• **Material provided**

= = = = =

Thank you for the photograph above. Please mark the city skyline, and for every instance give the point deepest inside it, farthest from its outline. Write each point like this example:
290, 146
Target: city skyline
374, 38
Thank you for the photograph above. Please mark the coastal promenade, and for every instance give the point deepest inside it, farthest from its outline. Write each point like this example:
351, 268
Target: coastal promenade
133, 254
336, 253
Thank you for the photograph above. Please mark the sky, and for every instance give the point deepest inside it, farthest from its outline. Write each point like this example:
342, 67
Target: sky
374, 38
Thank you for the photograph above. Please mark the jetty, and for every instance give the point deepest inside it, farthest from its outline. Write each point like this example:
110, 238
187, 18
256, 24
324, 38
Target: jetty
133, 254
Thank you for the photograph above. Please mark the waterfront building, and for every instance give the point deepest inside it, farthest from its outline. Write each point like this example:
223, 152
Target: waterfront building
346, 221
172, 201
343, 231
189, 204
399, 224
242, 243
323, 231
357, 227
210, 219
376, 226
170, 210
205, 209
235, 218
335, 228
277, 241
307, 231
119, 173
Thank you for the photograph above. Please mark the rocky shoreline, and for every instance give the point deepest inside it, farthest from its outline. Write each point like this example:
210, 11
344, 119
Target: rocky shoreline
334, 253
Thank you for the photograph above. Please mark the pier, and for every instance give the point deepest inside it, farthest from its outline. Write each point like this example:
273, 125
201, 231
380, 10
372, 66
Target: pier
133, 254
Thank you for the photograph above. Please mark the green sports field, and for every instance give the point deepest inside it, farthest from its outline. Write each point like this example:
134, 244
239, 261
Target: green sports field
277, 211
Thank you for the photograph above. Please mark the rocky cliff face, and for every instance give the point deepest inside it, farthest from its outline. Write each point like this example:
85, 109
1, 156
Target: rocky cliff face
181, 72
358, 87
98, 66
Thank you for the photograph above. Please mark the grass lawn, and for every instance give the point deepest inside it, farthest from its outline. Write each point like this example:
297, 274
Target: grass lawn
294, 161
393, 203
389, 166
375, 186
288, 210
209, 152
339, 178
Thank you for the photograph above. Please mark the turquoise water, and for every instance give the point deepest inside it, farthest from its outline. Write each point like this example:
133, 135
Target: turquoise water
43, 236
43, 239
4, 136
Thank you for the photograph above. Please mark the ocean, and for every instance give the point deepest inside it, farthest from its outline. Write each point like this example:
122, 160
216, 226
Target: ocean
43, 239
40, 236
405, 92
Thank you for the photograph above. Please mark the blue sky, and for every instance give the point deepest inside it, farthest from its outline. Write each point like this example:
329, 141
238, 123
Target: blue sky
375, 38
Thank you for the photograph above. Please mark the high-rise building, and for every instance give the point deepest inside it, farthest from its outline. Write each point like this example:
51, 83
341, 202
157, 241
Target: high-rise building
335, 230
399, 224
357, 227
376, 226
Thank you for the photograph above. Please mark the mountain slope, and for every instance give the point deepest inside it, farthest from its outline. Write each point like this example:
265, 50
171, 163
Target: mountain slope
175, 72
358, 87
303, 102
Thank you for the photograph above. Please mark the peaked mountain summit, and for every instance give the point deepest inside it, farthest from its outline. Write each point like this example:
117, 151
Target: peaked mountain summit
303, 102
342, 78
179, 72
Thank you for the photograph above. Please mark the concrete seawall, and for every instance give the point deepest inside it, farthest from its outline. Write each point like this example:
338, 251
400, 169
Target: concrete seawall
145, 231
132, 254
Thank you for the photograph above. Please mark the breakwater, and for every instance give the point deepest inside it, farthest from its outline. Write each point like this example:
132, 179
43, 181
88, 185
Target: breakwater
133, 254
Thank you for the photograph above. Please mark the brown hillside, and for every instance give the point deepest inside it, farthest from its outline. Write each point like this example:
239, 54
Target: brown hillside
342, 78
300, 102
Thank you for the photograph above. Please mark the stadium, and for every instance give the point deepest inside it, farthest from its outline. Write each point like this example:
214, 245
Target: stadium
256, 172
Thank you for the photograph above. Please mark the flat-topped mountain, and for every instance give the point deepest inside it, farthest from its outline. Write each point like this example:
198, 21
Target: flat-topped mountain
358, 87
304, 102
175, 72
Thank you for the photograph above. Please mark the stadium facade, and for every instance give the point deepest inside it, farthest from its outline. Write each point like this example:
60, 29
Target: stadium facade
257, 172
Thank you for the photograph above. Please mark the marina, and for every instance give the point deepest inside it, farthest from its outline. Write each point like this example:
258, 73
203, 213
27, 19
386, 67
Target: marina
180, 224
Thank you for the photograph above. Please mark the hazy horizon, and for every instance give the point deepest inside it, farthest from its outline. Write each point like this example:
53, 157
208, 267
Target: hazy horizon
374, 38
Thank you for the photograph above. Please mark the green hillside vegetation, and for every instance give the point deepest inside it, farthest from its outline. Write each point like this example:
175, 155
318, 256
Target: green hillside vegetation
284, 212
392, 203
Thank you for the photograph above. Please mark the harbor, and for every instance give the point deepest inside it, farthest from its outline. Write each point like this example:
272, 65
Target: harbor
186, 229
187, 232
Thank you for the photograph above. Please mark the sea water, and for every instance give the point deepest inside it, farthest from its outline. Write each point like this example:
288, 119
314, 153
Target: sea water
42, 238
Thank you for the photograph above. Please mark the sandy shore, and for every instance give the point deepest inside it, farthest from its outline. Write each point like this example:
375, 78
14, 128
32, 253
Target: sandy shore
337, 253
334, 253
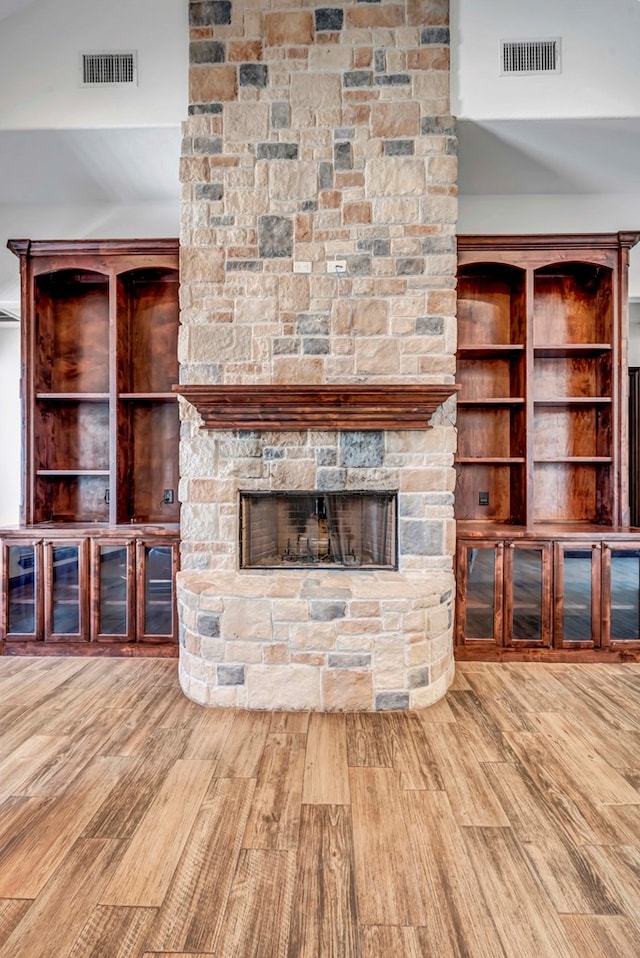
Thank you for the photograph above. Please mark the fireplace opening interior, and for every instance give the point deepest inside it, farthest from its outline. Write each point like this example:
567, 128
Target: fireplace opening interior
311, 529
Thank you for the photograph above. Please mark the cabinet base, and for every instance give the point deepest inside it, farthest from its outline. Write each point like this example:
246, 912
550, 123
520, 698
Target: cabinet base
565, 656
161, 650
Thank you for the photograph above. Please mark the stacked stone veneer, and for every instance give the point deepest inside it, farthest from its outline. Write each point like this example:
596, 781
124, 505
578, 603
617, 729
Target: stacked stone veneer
315, 134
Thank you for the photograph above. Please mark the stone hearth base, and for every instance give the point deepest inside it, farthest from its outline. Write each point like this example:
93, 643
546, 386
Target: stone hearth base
316, 640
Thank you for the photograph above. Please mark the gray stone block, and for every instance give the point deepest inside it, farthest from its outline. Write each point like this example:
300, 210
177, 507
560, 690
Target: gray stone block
206, 51
430, 325
209, 12
209, 624
422, 537
275, 237
327, 610
253, 74
387, 701
230, 674
364, 449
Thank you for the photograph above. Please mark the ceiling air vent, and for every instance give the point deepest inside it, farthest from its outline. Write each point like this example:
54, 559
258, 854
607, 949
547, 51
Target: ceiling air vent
99, 69
521, 57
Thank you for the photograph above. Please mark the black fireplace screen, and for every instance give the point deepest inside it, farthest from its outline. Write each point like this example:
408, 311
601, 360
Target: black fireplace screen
308, 529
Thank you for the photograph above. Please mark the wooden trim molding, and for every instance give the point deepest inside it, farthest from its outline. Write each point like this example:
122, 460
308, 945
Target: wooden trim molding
326, 407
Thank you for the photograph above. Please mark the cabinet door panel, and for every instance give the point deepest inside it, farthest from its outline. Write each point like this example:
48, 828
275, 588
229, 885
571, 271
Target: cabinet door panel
21, 616
66, 591
577, 595
157, 563
528, 594
621, 595
480, 591
112, 591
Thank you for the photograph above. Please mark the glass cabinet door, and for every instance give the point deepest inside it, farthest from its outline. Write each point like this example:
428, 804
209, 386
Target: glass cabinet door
578, 618
528, 594
621, 594
480, 593
21, 590
156, 569
112, 584
66, 591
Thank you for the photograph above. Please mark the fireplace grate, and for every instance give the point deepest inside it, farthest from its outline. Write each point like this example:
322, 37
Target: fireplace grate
311, 529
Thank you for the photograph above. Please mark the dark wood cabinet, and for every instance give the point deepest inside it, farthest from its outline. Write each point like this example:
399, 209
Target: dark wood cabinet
542, 463
100, 449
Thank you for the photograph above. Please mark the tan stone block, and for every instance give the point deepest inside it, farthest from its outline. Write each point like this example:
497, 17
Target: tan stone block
244, 51
291, 611
293, 179
198, 262
353, 213
362, 57
395, 176
297, 370
224, 697
194, 169
366, 16
246, 619
315, 90
283, 687
432, 13
429, 58
335, 57
287, 28
246, 121
361, 609
376, 356
369, 317
358, 114
210, 84
344, 690
309, 658
397, 209
442, 169
276, 654
243, 653
393, 119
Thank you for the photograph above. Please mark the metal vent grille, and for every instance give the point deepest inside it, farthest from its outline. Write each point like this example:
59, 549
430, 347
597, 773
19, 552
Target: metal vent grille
530, 56
102, 68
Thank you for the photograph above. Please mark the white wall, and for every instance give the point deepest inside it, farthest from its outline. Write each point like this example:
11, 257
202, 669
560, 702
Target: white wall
39, 63
576, 213
10, 425
599, 43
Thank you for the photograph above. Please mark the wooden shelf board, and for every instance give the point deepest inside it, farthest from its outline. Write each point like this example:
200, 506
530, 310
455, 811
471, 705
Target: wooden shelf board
562, 350
595, 460
493, 401
146, 397
72, 472
486, 350
320, 407
574, 401
491, 460
72, 397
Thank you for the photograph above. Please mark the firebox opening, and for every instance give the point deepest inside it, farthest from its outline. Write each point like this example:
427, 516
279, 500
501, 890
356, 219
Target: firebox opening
338, 530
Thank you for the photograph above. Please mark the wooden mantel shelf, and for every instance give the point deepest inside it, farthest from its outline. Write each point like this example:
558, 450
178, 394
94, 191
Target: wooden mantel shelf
329, 407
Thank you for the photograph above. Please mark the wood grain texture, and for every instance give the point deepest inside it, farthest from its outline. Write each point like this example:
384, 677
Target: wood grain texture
152, 855
481, 828
324, 918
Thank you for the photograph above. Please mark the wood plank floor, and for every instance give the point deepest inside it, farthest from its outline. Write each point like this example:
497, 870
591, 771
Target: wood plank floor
504, 822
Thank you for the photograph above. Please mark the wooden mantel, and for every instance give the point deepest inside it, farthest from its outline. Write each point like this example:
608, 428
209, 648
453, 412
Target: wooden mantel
329, 407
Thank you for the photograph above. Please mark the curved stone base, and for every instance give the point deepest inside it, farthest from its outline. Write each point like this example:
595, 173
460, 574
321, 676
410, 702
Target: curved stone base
317, 640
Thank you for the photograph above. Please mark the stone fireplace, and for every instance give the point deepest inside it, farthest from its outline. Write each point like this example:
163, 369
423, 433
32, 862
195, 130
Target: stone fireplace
317, 354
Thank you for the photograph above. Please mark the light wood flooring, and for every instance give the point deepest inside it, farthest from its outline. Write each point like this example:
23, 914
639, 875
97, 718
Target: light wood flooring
503, 821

= = = = =

• **Exercise prompt**
In the listing above, the lines from the one containing "Target: stone fireplace" through the last line are to be returned exactly.

• **Response area**
Target: stone fireplace
317, 354
Thank you for the photograph above. Please mark the light wood flooring, and for every instance give the point deepest inside it, farthest from its outline. Write each point like this example:
23, 914
639, 875
97, 718
Target: light wood flooring
503, 821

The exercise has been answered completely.